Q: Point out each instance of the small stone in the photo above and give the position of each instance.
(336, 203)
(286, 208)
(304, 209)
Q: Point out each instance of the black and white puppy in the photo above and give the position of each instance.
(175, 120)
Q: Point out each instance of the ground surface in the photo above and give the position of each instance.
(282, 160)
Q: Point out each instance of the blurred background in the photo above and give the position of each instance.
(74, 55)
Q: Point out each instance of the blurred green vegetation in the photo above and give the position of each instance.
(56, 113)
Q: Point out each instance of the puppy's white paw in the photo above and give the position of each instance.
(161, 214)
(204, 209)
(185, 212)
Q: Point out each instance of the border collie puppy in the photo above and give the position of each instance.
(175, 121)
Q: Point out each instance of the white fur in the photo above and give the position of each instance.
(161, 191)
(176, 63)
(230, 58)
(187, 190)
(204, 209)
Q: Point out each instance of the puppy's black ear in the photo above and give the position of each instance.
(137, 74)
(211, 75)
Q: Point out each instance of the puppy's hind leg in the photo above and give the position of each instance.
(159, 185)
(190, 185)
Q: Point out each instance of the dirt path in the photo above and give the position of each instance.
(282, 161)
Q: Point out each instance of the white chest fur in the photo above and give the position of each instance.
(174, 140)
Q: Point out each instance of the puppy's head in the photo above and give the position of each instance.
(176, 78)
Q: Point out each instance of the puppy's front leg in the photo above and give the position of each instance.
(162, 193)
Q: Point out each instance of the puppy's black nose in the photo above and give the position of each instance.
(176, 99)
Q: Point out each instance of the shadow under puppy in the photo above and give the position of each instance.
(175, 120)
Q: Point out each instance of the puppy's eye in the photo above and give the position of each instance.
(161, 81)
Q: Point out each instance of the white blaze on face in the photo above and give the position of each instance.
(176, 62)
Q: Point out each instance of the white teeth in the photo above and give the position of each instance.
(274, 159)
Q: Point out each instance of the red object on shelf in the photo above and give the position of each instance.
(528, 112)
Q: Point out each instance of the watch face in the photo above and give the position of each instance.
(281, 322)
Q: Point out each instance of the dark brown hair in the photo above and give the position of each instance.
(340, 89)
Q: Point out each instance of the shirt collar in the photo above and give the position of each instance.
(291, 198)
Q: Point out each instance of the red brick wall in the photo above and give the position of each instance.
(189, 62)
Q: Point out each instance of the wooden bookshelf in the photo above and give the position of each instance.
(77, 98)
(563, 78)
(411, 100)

★ ★ ★ ★ ★ ★ ★

• WHAT THE TASK REQUIRES
The records above should be returned exactly.

• SOLUTION FOR THIS EXERCISE
Q: Point out each instance of the small stone in the photo above and give the position of each instance.
(336, 203)
(286, 208)
(304, 209)
Q: Point out each instance of the black and white puppy in the photo above and give the position of each instance.
(175, 120)
Q: Point out each instance of the ground surface in the photo above and give the position of each instance.
(282, 160)
Q: Point out each instance of the blurred background in the photo above and give the position of each instance.
(74, 55)
Q: Point out each instance of the blurred green vegetation in the photo above and give the position of each instance.
(56, 113)
Q: Point out each instance of the puppy's white paw in the photo above and give the position of each instance.
(161, 214)
(204, 209)
(185, 212)
Q: Point out each instance of the border collie puppy in the photo above and give the position of each instance.
(175, 121)
Q: Point out each instance of the white fur in the photo above and give the position of each instance.
(161, 191)
(176, 63)
(230, 58)
(187, 190)
(204, 209)
Q: Point out each instance of the puppy's black ear in the photo above and give the position of each instance.
(137, 74)
(211, 75)
Q: Point out each instance of the puppy's hind leg in the photo above and give the position of each instance.
(159, 185)
(190, 185)
Q: Point out each instance of the dirt path in the photo above and give the position of each instance.
(282, 161)
Q: Point out each instance of the white chest fur in the photo above and give the position of each instance.
(174, 140)
Q: Point out each instance of the puppy's head in the photo above and give the position of each instance.
(176, 78)
Q: Point out each instance of the puppy's front leg in the photo above and give the position of each instance.
(162, 193)
Q: Point out each instance of the puppy's black nose in the photo above and give the position of each instance.
(176, 99)
Q: Point out each instance of the shadow under puppy in the photo above and give the position of each instance.
(175, 120)
Q: Point out each instance of the puppy's eye in the photo above and give the position of each instance.
(161, 81)
Q: Point out each instance of the white blaze on face in the photo above and give the position of each instance.
(176, 62)
Q: Point out each instance of the white teeth in the photo above and give the position of each instance.
(274, 159)
Q: Point out each instance of the red object on shelf in the photo above and give the position of each instance.
(528, 112)
Q: Point out each instance of the watch face in the photo above and give the position of each instance.
(281, 322)
Q: Point out each instance of the dark brown hair in the photo above and give the position of each instance.
(340, 89)
Q: Point out each instance of the shirt collar in the photo above and give the position of each instance.
(291, 198)
Q: Point out each instance of the red brick wall in the photo above and give the position of each instance.
(189, 62)
Q: Point out each instance of the wooden bookshelf in the photo above and give the position of each instance.
(77, 98)
(563, 78)
(411, 100)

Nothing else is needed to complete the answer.